_Tekst_

Het ministerieel besluit van 26 juni 2018 tot vaststelling van de modellen en de nadere voorschriften van de beleidsrapporten, de rekeningenstelsels en de digitale rapportering van de beleids- en beheerscyclus van de lokale en provinciale besturen bepaalt namelijk in artikel 4 dat de documentatie bij het meerjarenplan een overzicht van de personeelsinzet bevat. Dat komt er op neer dat de besturen naast de decretale verplichting om de organisatiestructuur met een organogram vast te stellen (cf. artikel 161 DLB en artikel 73 Provinciedecreet), ook een eigen instrument moeten creëren voor een adequate weergave van hun personeelsbehoefte en voor de opvolging daarvan. Dat is belangrijk als financieel beheersinstrument en als achtergrond voor het plaatselijk personeelsbeleid. De besturen kunnen uiteraard werken met het systeem van een “personeelsformatie” of dat systeem op maat moduleren. Ook een ‘personeelsplan’ zoals toegepast in de diensten van de Vlaamse Overheid, kan een voorbeeld van zo’n eigen instrument zijn. Belangrijk is dat dit ‘instrument’ voldoende duidelijkheid verschaft over het aantal en de karakteristieken van de benodigde betrekkingen en dat, ook al gaat het om een meer flexibel systeem dan de personeelsformatie, toelaat de financiële weerslag ervan in beeld te brengen. Voor sommige betrekkingen kunnen bijvoorbeeld andere regels gelden (kabinets- en fractiepersoneel). Ook het dienstverband kan daarbij bepalend zijn. Zo heeft het opheffen van een betrekking (schrapping/opwaardering/…) andere gevolgen wanneer die in statutair dan wel contractueel dienstverband is ingevuld. Vermeldenswaardig is ook dat het vaststellen van de ‘personeelsformatie’ overlegmaterie is (cf. artikel 11 van de wet van 19 december 1974 tot regeling van de betrekkingen tussen de overheid en de vakbonden van haar personeel).

_Materiaal_
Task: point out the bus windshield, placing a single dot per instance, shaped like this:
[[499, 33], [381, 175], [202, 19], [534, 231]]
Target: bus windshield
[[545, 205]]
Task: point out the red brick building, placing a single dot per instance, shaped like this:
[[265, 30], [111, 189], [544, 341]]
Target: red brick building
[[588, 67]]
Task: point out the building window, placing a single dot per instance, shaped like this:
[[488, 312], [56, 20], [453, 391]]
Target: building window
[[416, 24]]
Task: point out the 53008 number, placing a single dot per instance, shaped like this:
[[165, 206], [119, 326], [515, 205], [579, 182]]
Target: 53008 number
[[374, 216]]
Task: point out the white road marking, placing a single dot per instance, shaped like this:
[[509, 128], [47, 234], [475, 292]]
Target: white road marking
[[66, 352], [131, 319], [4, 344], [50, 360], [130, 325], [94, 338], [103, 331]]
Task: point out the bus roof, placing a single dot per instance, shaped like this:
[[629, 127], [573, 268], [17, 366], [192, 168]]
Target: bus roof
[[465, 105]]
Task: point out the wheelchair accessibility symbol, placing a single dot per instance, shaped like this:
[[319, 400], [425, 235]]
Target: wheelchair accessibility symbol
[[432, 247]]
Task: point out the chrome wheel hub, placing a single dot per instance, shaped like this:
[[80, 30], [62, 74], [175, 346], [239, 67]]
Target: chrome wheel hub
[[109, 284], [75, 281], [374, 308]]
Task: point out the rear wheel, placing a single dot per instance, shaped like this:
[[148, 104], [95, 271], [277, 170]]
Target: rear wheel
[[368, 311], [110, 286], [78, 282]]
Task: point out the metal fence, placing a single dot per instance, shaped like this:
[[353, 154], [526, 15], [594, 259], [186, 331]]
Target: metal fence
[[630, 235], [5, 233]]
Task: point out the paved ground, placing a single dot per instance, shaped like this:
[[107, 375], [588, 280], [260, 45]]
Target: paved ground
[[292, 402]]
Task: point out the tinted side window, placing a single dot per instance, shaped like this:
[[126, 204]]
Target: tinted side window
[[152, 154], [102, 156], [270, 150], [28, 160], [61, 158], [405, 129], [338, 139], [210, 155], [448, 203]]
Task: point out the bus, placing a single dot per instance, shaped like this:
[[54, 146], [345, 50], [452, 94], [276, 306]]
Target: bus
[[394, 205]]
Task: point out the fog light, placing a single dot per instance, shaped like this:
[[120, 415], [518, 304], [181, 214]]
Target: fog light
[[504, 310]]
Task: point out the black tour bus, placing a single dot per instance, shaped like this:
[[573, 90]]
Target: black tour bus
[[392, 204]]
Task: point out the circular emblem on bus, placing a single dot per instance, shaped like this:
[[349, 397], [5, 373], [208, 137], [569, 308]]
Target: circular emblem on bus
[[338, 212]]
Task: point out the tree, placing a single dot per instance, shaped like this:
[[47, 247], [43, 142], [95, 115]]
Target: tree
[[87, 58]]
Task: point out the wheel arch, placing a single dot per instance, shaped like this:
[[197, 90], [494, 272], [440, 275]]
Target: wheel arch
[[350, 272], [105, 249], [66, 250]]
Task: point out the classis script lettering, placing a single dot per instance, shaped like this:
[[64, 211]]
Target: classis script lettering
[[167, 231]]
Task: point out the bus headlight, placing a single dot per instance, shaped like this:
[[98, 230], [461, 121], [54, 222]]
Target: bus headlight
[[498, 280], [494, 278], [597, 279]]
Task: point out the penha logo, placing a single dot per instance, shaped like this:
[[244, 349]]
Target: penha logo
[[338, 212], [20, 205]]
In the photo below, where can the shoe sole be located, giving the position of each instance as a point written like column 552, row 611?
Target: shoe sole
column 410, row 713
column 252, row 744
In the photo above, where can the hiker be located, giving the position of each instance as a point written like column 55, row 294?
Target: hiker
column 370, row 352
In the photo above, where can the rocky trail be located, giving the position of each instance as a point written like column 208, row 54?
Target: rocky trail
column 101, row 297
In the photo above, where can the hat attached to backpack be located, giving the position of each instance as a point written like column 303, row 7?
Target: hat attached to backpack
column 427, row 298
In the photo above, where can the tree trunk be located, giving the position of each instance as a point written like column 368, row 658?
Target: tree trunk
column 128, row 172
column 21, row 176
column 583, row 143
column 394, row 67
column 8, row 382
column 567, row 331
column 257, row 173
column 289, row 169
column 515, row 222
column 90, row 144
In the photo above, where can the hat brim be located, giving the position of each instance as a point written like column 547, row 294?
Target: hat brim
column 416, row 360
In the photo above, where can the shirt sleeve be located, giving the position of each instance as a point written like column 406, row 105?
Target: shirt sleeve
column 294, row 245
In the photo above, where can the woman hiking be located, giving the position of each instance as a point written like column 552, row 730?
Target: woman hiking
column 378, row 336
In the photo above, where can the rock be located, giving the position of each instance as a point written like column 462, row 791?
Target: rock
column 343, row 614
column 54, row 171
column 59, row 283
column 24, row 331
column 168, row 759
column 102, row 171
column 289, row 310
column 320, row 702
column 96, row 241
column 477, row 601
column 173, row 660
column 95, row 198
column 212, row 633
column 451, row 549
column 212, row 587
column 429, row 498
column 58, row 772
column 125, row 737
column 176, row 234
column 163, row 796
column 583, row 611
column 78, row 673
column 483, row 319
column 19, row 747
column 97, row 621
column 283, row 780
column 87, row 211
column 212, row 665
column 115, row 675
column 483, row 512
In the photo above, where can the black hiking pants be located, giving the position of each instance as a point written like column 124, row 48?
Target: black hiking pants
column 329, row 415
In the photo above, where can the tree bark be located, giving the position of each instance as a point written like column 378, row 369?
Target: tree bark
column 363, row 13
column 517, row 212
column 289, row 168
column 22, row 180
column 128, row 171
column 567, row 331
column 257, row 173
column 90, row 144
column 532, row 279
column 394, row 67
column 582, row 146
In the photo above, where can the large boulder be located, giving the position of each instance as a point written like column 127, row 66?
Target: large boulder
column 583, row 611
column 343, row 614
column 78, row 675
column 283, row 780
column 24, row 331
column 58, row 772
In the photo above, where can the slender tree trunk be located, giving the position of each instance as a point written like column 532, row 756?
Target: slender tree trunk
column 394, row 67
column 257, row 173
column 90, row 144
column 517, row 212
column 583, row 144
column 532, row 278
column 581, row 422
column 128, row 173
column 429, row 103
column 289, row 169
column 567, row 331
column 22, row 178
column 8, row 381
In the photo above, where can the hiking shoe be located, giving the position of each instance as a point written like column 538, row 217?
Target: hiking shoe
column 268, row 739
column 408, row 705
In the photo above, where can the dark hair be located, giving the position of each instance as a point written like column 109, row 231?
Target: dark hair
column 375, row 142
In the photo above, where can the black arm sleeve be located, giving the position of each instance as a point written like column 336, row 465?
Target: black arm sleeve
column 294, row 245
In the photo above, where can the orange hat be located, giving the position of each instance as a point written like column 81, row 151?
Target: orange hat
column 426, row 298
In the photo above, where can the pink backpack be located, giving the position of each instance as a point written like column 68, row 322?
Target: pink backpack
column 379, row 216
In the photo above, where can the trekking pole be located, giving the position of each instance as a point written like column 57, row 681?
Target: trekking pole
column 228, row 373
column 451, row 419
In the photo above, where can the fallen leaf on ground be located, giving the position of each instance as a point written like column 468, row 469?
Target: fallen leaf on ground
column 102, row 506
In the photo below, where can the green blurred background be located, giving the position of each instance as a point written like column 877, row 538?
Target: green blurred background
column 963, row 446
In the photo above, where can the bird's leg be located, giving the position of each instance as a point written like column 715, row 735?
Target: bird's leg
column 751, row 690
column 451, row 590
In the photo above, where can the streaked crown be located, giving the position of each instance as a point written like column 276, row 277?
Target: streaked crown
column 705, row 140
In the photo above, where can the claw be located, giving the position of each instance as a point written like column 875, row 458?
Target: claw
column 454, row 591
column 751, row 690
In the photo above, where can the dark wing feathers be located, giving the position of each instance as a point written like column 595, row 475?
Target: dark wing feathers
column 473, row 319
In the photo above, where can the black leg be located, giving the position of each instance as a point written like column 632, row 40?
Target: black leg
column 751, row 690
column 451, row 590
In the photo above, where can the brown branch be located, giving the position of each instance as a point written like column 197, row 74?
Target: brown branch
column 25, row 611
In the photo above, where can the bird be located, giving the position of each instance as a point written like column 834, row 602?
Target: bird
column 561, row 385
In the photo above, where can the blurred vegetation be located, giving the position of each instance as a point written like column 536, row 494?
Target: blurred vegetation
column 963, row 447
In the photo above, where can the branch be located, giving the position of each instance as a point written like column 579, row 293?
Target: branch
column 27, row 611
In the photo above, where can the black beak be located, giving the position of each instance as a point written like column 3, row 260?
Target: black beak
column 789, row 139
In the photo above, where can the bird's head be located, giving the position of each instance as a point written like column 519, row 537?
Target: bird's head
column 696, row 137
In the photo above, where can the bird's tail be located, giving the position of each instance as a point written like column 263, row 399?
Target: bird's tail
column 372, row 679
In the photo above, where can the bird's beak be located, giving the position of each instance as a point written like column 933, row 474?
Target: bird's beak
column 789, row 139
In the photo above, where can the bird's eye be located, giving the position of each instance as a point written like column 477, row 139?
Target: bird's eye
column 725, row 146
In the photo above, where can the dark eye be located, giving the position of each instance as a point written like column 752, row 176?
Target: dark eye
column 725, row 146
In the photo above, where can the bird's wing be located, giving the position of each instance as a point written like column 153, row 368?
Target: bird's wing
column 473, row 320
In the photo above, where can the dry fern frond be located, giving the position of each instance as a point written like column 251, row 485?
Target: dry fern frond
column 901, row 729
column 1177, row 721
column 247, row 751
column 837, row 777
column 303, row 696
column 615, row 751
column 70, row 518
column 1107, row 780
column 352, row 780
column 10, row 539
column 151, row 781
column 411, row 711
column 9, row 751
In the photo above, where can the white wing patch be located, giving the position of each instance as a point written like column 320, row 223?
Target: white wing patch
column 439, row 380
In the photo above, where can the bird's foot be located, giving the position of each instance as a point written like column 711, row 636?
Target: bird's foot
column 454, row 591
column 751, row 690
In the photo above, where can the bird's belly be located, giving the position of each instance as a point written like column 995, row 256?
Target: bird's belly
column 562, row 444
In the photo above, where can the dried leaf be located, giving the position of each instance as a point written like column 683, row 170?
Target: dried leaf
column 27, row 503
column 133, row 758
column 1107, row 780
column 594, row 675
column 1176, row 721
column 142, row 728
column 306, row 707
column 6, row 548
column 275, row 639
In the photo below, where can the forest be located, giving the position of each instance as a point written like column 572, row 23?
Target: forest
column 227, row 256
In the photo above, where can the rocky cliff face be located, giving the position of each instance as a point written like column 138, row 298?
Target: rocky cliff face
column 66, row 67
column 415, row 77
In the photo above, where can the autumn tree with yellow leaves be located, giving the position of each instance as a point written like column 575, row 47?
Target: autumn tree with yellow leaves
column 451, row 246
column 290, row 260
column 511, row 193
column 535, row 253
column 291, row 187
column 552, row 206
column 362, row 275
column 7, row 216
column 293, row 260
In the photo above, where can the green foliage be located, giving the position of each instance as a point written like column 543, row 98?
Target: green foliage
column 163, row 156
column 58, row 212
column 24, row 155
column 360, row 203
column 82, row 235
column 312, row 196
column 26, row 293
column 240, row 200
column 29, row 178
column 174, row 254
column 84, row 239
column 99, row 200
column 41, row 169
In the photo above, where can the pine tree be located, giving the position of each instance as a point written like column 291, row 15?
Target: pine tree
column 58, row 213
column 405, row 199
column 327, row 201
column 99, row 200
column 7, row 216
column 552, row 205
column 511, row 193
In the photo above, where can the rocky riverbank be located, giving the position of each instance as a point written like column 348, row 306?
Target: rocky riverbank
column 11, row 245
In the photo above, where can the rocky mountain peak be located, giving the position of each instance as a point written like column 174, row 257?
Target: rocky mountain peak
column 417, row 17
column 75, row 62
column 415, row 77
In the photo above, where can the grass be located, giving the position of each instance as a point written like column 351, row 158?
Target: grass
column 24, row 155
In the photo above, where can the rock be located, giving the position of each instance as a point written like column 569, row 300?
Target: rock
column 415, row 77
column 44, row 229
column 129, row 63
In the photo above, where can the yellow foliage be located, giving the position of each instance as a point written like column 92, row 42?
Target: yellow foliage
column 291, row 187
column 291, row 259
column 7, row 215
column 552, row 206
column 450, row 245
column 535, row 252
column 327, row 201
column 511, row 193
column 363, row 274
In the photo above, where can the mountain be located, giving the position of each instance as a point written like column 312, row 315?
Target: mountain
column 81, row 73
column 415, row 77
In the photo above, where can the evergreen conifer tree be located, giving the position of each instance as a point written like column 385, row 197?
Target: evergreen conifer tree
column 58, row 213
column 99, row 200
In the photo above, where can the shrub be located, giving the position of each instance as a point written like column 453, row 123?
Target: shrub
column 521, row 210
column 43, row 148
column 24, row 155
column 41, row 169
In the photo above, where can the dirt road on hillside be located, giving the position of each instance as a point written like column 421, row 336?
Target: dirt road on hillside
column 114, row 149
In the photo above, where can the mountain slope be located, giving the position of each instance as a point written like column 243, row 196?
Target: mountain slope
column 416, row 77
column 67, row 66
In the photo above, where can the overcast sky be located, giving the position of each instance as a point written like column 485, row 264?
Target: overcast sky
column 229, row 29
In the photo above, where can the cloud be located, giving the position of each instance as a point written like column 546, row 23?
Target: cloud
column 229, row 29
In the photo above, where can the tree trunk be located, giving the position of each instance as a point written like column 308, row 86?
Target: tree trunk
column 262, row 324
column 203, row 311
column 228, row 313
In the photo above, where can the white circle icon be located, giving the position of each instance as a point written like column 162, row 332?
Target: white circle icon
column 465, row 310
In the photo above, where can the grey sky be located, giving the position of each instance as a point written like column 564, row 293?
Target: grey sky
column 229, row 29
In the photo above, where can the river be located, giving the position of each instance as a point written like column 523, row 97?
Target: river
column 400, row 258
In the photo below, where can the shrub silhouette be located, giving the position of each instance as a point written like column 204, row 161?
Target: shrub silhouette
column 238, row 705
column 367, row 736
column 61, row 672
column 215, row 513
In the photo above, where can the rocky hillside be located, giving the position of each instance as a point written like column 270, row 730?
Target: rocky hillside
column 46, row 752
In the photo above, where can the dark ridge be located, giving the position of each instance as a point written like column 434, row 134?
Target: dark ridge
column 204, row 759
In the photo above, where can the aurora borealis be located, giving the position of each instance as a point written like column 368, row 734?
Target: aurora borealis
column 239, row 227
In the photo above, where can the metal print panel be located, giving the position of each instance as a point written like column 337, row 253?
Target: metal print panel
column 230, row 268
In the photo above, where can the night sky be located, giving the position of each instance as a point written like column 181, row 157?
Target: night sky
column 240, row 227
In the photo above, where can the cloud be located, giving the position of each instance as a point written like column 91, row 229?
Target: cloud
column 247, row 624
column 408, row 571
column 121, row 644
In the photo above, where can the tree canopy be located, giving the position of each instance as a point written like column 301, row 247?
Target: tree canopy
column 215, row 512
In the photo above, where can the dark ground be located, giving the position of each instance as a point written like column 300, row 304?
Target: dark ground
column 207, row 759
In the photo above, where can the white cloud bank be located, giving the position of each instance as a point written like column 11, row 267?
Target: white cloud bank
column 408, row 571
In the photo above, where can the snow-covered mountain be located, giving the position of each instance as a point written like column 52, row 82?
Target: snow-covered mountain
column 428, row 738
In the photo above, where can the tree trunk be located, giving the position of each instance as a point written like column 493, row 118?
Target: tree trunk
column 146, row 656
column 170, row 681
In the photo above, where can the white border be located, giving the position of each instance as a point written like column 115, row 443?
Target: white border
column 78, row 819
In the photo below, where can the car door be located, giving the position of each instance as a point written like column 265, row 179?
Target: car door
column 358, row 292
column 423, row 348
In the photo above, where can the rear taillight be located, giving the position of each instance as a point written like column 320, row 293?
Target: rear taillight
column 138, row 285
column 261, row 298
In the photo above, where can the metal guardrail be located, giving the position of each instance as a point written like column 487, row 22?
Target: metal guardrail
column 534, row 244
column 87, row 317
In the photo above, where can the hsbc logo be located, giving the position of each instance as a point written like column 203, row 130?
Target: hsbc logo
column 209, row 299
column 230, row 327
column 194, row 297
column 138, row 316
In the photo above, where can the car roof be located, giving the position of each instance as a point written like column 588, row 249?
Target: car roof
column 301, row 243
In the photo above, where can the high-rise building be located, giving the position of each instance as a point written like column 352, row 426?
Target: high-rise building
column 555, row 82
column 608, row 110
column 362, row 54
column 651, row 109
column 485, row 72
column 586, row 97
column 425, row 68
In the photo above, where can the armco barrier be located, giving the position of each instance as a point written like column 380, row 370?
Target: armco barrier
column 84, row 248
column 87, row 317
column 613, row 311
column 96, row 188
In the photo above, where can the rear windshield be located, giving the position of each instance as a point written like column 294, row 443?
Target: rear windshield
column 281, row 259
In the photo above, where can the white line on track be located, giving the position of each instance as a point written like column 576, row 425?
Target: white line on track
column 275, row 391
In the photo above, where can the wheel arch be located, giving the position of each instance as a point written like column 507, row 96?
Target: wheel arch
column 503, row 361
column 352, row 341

_Wat te doen_
1. Beantwoord deze vragen over de tekst over de personeelsformatie:
(a) Welk artikel van het ministerieel besluit van 26 juni 2018 bepaalt dat de documentatie bij het meerjarenplan een overzicht van de personeelsinzet bevat?
(b) Welk ander voorbeeld van een eigen instrument noemt de tekst, naast de personeelsformatie?
(c) Voor welke betrekkingen kunnen volgens de tekst bijvoorbeeld andere regels gelden?
2. Schrijf de tekst over de personeelsformatie verder na de laatste zin.
Het materiaal staat los van de tekst over de personeelsformatie.

_Antwoorden_
1.
(a) Artikel 4.
(b) Een personeelsplan zoals toegepast in de diensten van de Vlaamse Overheid.
(c) Voor kabinets- en fractiepersoneel.

2.
Functieweging
De besturen kunnen hun bestaande salarisschalen en functionele loopbanen - met eerbiediging van het syndicaal statuut - herwaarderen in het kader van een objectief en degelijk uitgevoerde functieweging.
De randvoorwaarden daarbij zijn de volgende:
- er wordt hier grondig over nagedacht, al dan niet met ondersteuning van een externe partner. Een functieweging en -classificatie mag vanzelfsprekend geen oefening zijn op maat van één functie, maar wel om een objectieve doorlichting en weging van alle functies binnen de organisatie tegenover elkaar, eventueel gefaseerd;
- als uit die oefening blijkt dat een functie ondergewaardeerd is, dan is een upgrading mogelijk. Indienstzijnde personeelsleden kunnen dan zonder specifieke procedure doorstromen, als de vereiste competenties voor die functie vandaag al aanwezig zijn en dus ongewijzigd blijven. Dat wil zeggen dat uit de oefening moet blijken dat de gewogen functie in vergelijking met functies die analoge taken en verantwoordelijkheden opnemen in de organisatie, momenteel te laag gewaardeerd wordt;
- als het takenpakket en de verantwoordelijkheden van die functie moeten worden uitgebreid of aangepast om te voldoen aan het verwachtingspatroon voor die functie, dan moet er toch een (bevorderings)procedure worden uitgewerkt; de huidige functiehouder is immers niet op die specifieke taken en verantwoordelijkheden gescreend. Anders zou dat strijdig zijn met het grondwettelijke beginsel van de gelijke toegang tot het openbaar ambt. Dat zal zeker het geval zijn bij een opwaardering van het ene naar het andere niveau;
- voor nieuwkomers rijst geen probleem, aangezien zij bij aanvang op grond van de vereiste competenties worden geselecteerd;
- omgekeerd, is de functie overgewaardeerd, dan geldt de nieuwe classificering alleen voor nieuwkomers; het indienstzijnde personeelslid behoudt bij overgang zijn huidige salarisschaal.
Er moet worden opgemerkt dat de besturen ook de bestaande salarisschalen kunnen behouden. In elk geval telt voor de indienstzijnde statutaire personeelsleden in overgang de bepaling van artikel 71 van dit besluit, namelijk dat ze hun vroegere salarisschaal behouden als die gunstiger is, zolang ze aangesteld blijven in die graad. Hetzelfde geldt voor de functionele loopbanen (zie artikel 26).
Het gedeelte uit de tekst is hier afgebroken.